Put each line of the listing below into a numbered list, skipping any blank lines and leaving out the pictures.

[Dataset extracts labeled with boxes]

▬▬▬

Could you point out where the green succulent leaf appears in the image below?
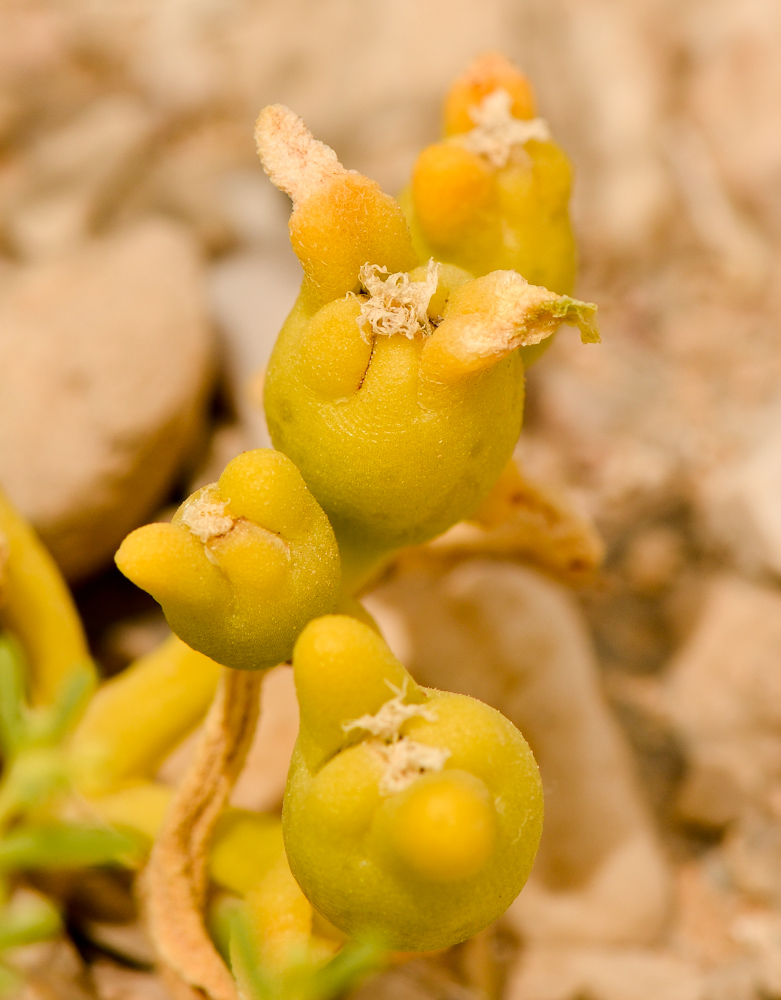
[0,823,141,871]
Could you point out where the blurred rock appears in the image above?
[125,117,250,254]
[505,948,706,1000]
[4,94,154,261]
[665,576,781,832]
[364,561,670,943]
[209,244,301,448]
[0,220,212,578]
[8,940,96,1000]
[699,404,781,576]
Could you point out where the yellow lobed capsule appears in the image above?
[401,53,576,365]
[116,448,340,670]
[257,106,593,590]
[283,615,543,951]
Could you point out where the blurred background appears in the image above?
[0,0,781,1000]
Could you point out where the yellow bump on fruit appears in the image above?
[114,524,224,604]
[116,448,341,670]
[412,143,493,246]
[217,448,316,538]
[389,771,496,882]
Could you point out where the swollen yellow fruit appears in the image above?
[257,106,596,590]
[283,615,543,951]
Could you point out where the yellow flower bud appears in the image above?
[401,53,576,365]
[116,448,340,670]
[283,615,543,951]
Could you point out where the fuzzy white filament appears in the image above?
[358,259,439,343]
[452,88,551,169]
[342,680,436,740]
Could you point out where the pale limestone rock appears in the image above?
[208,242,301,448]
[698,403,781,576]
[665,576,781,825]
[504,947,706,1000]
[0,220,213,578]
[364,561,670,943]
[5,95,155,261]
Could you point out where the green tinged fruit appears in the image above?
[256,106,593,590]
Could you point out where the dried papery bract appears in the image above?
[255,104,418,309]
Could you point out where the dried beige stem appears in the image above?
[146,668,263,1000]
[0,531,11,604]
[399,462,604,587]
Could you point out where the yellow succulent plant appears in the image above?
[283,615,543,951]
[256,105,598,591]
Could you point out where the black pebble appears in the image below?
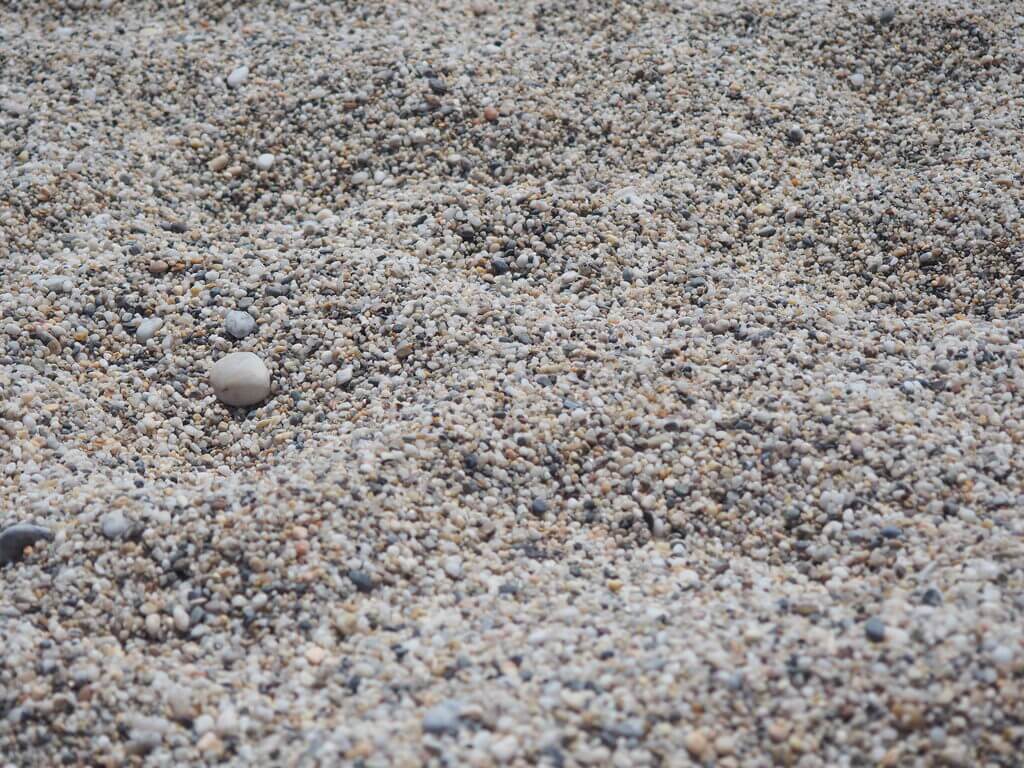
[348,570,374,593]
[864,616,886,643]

▬▬▬

Written reply
1. Could you point out where the green succulent leaf appears in the image below?
2. [0,823,141,871]
3. Could you point out where the blurred rock appears in the image above?
4. [125,117,250,254]
5. [505,948,706,1000]
6. [4,94,154,261]
7. [665,576,781,832]
8. [364,561,670,943]
9. [209,244,301,448]
10. [0,220,212,578]
11. [8,940,96,1000]
12. [699,404,781,576]
13. Could you point out where the yellow lobed capsule appears in the image above?
14. [401,53,576,365]
15. [116,448,340,670]
16. [257,106,593,590]
17. [283,615,543,951]
18. Could you point out where the blurred background appears in the image above?
19. [0,0,781,1000]
20. Could you point out where the yellow bump on fruit appears in the image above?
21. [114,524,224,604]
22. [116,448,341,670]
23. [412,143,493,246]
24. [217,448,316,538]
25. [389,771,496,882]
26. Could you point out where the swollen yellow fruit appears in the image above?
27. [257,106,596,590]
28. [283,615,543,951]
29. Could you point out where the yellow flower bud appears in the image above?
30. [401,53,576,365]
31. [116,448,340,670]
32. [283,615,543,951]
33. Could you point out where the fuzzy white filament appears in the image above?
34. [358,259,439,343]
35. [452,88,551,169]
36. [342,680,436,740]
37. Could you point out where the pale limestone rock appears in the image above?
38. [208,242,301,448]
39. [698,403,781,576]
40. [665,576,781,825]
41. [504,947,706,1000]
42. [0,220,213,578]
43. [364,561,670,943]
44. [5,95,155,261]
45. Could you point out where the green tinged fruit appears in the image above?
46. [256,106,593,590]
47. Could you point out where the dried papery bract appears in the image above?
48. [255,104,418,309]
49. Could you point out where the dried beige stem appears in the image above?
50. [146,668,263,1000]
51. [0,531,11,604]
52. [399,462,604,587]
53. Could you point out where the yellow succulent plant appears in the image above?
54. [283,615,543,951]
55. [256,105,598,591]
56. Could you point out where the black pebble appears in the image below?
57. [348,570,374,593]
58. [864,616,886,643]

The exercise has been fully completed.